DATA FOR PROCESSING:
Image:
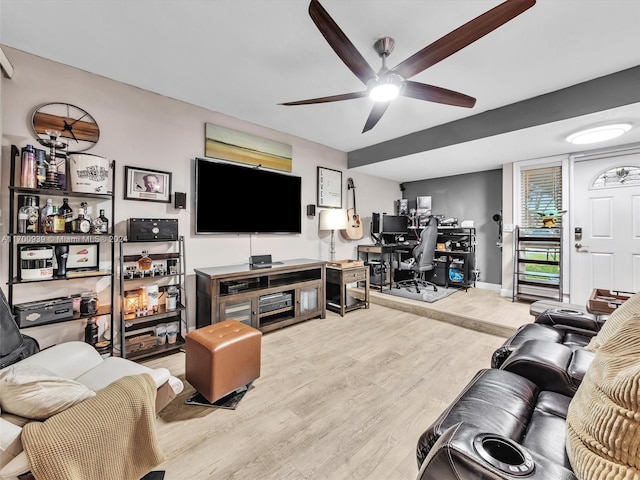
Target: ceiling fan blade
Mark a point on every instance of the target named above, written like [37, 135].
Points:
[431, 93]
[376, 114]
[340, 43]
[332, 98]
[462, 36]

WORK ORDER: A verbatim copy of all the records, minus the pictures, is the expected answer.

COMPLETED TASK:
Image:
Target: ceiling fan blade
Mark a point on every instance of the target named above, written like [37, 135].
Points:
[431, 93]
[376, 114]
[340, 43]
[332, 98]
[462, 36]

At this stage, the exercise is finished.